## WORK ORDER
In full and without deviation, write out the entries that follow.
INFORMATION PROVIDED: Begin
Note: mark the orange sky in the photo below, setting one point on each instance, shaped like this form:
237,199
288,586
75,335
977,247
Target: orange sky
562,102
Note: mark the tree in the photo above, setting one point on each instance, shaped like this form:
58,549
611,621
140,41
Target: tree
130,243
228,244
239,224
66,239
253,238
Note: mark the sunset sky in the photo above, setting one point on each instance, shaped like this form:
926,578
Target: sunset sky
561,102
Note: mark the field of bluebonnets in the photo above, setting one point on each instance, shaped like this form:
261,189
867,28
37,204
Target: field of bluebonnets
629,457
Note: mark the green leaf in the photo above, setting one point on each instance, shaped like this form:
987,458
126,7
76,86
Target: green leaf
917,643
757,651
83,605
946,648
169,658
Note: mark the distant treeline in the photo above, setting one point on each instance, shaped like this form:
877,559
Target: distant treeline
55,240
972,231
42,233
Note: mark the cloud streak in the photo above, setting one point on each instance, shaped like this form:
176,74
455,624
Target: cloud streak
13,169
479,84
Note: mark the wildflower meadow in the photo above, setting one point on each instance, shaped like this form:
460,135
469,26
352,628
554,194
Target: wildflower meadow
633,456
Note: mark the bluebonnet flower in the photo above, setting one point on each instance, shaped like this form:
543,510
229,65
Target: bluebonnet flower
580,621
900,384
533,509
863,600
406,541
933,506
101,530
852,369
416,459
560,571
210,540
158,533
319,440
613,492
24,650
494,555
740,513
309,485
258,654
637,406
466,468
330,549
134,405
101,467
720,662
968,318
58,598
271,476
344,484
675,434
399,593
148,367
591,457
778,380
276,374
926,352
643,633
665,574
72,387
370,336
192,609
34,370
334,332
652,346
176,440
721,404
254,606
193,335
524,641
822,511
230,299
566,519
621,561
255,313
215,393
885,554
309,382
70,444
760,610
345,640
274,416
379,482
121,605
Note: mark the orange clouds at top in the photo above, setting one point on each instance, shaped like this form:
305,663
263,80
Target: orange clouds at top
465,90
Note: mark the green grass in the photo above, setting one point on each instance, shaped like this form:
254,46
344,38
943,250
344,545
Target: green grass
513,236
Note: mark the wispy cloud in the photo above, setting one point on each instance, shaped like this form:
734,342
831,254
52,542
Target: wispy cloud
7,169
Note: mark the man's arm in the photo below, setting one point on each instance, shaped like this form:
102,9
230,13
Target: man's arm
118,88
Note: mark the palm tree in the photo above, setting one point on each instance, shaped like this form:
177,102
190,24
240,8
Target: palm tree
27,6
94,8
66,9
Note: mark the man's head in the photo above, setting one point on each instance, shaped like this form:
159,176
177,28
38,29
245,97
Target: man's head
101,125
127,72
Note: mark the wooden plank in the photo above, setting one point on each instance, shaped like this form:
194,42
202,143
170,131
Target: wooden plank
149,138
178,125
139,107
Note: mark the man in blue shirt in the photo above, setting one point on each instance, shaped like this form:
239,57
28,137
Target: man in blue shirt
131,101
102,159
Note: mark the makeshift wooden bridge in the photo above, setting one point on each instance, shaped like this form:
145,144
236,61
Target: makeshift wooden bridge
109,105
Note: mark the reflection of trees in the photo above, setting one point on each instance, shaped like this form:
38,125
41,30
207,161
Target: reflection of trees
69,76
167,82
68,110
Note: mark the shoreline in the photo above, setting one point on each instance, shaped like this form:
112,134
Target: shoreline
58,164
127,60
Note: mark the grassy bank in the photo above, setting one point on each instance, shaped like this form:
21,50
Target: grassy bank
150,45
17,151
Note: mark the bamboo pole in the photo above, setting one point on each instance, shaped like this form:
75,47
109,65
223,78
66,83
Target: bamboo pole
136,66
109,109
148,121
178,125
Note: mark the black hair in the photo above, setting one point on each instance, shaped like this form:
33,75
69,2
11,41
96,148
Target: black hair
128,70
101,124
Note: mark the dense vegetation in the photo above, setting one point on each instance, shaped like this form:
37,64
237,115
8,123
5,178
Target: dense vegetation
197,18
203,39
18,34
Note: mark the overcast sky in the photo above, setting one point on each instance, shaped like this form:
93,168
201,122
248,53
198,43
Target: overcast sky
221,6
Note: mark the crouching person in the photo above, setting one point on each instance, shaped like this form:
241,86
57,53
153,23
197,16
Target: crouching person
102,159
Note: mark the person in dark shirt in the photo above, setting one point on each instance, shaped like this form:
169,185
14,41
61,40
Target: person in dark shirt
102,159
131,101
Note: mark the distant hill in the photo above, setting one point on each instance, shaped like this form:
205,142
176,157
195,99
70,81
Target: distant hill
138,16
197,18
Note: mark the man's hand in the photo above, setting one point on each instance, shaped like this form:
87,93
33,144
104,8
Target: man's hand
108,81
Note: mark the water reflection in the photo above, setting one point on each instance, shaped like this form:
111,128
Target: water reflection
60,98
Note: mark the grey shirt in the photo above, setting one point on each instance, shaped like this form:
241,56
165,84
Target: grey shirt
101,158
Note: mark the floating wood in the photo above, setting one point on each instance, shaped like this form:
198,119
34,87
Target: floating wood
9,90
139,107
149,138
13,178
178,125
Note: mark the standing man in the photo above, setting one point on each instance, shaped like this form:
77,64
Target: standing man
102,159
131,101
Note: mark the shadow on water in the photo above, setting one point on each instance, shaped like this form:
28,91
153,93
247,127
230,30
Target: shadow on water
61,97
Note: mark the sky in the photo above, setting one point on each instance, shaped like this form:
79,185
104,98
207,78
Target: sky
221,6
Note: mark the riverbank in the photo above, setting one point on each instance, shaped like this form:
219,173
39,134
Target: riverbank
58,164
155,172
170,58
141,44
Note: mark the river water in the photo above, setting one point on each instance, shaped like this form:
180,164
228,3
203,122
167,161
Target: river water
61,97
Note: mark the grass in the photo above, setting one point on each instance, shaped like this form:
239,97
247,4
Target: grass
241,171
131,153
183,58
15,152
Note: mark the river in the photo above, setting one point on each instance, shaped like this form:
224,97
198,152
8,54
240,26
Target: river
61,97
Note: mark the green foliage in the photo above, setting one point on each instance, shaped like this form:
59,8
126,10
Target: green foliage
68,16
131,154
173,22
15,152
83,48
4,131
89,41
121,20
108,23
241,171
INFORMATION PROVIDED: End
## ANSWER TO THE PROBLEM
Note: mark the orange sky in the photo below, setting one point on each instance, shaped like this form:
237,199
288,586
75,335
977,247
Target: orange sky
562,102
Note: mark the tree in the photo above, setting one point on each instance, shaped like this form:
58,549
611,621
140,41
Target: tree
130,243
228,244
239,224
66,239
253,238
Note: mark the sunset sky in the photo above, setting one point on each instance, shaped like this form:
926,578
Target: sunset sky
561,102
Note: mark the field of bluebonnets in the photo above, setting one point on each instance, shaped like this form:
261,189
867,28
37,204
Target: field of bluebonnets
629,457
Note: mark the green leaf in the photo above, setting one point on each instance, shaped like this form:
987,458
126,7
76,86
Target: green leaf
917,643
757,651
83,605
946,648
169,658
Note: mark the distant treeline in the photo above, setting one point on each instance, shaped like this form:
877,559
Target: distant treeline
55,240
972,231
42,233
Note: mark the cloud streak in the photo above, setting one point on each instance, shaped like this form:
176,74
455,624
Target: cloud streak
13,169
479,84
Note: mark the wildflower meadow in the photo above, setting one point on each instance, shaped like this form:
460,135
469,26
352,628
554,194
Target: wildflower meadow
633,456
Note: mark the bluebonnet flower in the photo above, setting one point on each instance, shaped like this form:
543,510
229,65
Target: bluebonnet flower
580,621
900,384
533,509
863,600
406,541
933,506
101,530
852,369
416,459
560,571
210,540
158,533
319,440
613,492
24,650
494,555
740,513
309,485
258,654
637,406
466,468
330,549
134,405
101,467
720,662
968,318
58,598
271,476
344,484
675,434
399,593
148,367
591,457
778,380
276,374
926,352
643,633
665,574
72,387
370,336
192,609
34,370
334,332
652,346
176,440
721,404
254,606
193,335
524,641
822,511
230,299
566,519
621,561
255,313
215,393
885,554
309,382
70,444
760,610
345,640
274,416
379,482
121,605
Note: mark the orange clouds at top in the photo above, setting one point on each instance, shaped like this form:
305,663
263,80
Target: orange clouds at top
465,90
Note: mark the green grass in the photo above, setting one point on each instance, shaped like this form:
254,46
344,38
943,250
344,545
Target: green grass
513,236
Note: mark the wispy cloud in the photo above, setting one point on each instance, shaped like this form:
734,342
831,254
52,542
Target: wispy cloud
7,169
Note: mark the man's arm in the photo below, setting one point on each instance, shaped like this form:
102,9
230,13
Target: man's arm
118,88
Note: mark the palm tree in the photo above, setting one point on each instance, shaped like this form:
177,102
190,24
240,8
Target: palm tree
27,6
94,8
66,9
Note: mark the man's head in the photo above, setting one point on each instance, shaped like this form:
159,176
177,28
38,29
245,97
Target: man's head
101,125
127,72
Note: mark the wooden plank in the photo above, setting one point on each instance, shaped like this form:
194,42
202,143
170,131
Target: wooden plank
149,138
178,125
139,107
Note: mark the man in blue shirt in the photo above, setting one point on each instance, shaped like this form:
239,57
28,137
Target: man in blue shirt
131,101
102,159
Note: mark the makeshift wooden bridge in the photo above, setting one point on each instance, shaped like this form:
145,144
236,61
Target: makeshift wooden bridge
109,105
Note: mark the reflection of trees in the photo above, setting one point on each instance, shaped like this form:
38,125
41,30
207,161
Target: reflection of trees
69,76
167,82
68,110
Note: mark the shoreline in the photo above, setting one point on each instance, shaped like this form:
112,134
Target: shoreline
58,164
127,60
Note: mark the grassy bank in the photo above, setting one point on each instance, shaped like this form:
21,50
Target: grassy bank
150,45
17,151
Note: mark the bamboo pole in the photo above, setting one point on each instance, shaped like this form:
75,47
109,65
223,78
66,83
Target: bamboo pole
136,66
109,109
148,121
178,125
Note: mark the black hair in the photo above, setting one point on each instance, shaped like this form:
33,75
69,2
11,41
96,148
Target: black hair
128,70
101,124
Note: mark the dense vegetation in the photo above, setting one point on each instance, shaped like this form:
37,64
237,115
8,123
5,178
Target: dense vegetation
197,18
203,39
18,34
Note: mark the overcast sky in the photo above, setting one point on each instance, shaped like this form:
93,168
201,122
248,53
198,43
Target: overcast sky
221,6
Note: mark the crouching person in the photo above, setting one point on each instance, shaped like this form:
241,86
57,53
153,23
197,16
Target: crouching person
102,159
Note: mark the person in dark shirt in the photo above, setting one point on each instance, shaped like this form:
169,185
14,41
61,40
Target: person in dark shirt
102,159
131,101
Note: mark the distant hill in the photo above, setting one point on each instance, shaped like this form:
205,142
176,157
195,99
70,81
Target: distant hill
138,16
197,18
Note: mark the man's hand in the photo above, setting one point on each instance, shaped like this form:
87,93
33,144
104,8
Target: man's hand
108,81
Note: mark the water reflection in the photo above, setting one point on each instance, shaped like this form:
111,128
Target: water reflection
60,98
Note: mark the grey shirt in the photo above, setting one point on each instance, shaped like this form:
241,56
165,84
Target: grey shirt
101,158
Note: mark the floating wood in the photo above, setting one point on each instance, shaped like this form:
198,119
34,87
Target: floating wood
9,90
139,107
149,138
13,178
178,125
Note: mark the standing man in the photo above, setting one point on each instance, shaped like this form:
77,64
Target: standing man
102,159
131,101
Note: mark the shadow on water in the photo above, setting one point on each instance, shaped like this form:
28,91
153,93
247,127
230,30
Target: shadow on water
61,97
Note: mark the sky in the photo above, setting one point on each instance, shaped like this form:
79,185
104,98
207,78
Target: sky
221,6
Note: mark the riverbank in the photo above, setting one point on each instance, shaped like this form:
219,173
39,134
Target: riverbank
58,164
155,172
170,58
141,44
Note: mark the river water in the photo above, setting one point on each instance, shaped like this form:
180,164
228,3
203,122
167,161
Target: river water
61,97
Note: mark the grass in the photo above, setting one point on each instance, shaped like this form:
239,97
247,4
Target: grass
241,171
131,153
183,58
15,152
Note: mark the river in the photo above, setting one point on each instance, shaped like this form:
224,97
198,152
8,54
240,26
Target: river
61,97
Note: mark the green foliage in the photo above, setting one point on each instance, shaped like this form:
59,8
126,10
Target: green foliage
68,16
131,154
173,22
15,152
83,48
4,131
89,41
121,20
108,23
241,171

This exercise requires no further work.